Referring expression grounding data
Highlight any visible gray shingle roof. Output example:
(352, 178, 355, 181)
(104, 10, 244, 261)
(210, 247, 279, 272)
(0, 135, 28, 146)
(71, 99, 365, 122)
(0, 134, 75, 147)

Action item:
Retype all of the data exactly. Leave nothing out.

Answer for the task:
Highlight any visible gray shingle roof. Output example:
(352, 178, 355, 181)
(104, 10, 244, 261)
(210, 247, 279, 272)
(0, 135, 28, 146)
(71, 99, 365, 122)
(0, 134, 75, 147)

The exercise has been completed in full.